**Directions:** Reproduce the material below with every instance of "white shirt" swapped for "pale shirt" and nothing else altered, leaving out the pictures.

**Input data:**
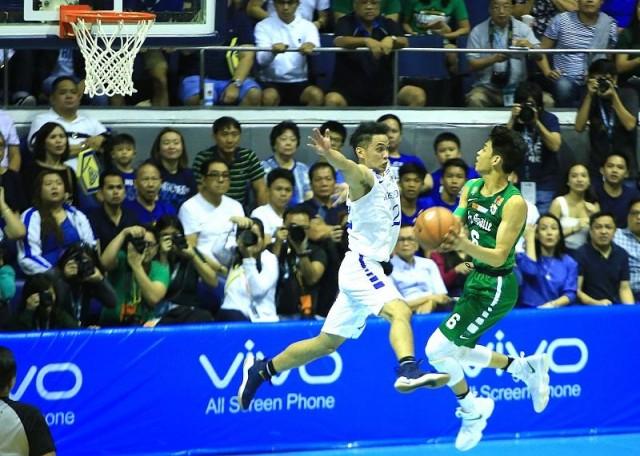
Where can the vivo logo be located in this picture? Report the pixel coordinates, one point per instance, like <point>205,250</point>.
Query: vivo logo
<point>507,348</point>
<point>223,379</point>
<point>39,375</point>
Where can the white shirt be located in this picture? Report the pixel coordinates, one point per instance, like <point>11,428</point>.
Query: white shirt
<point>216,233</point>
<point>77,129</point>
<point>269,217</point>
<point>418,279</point>
<point>306,8</point>
<point>374,219</point>
<point>287,66</point>
<point>251,292</point>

**Task solution:**
Where can the vivo logo be located in this picture? Report the pixel coordinates, one point per instance, like <point>205,250</point>.
Query: vivo logo
<point>507,348</point>
<point>223,379</point>
<point>39,375</point>
Where can the pale shirt be located in this picture? Report the pixel coordinates, one point per instance, like <point>11,428</point>.
Query: pale shirt
<point>216,233</point>
<point>77,129</point>
<point>269,217</point>
<point>418,279</point>
<point>306,8</point>
<point>374,219</point>
<point>287,66</point>
<point>251,292</point>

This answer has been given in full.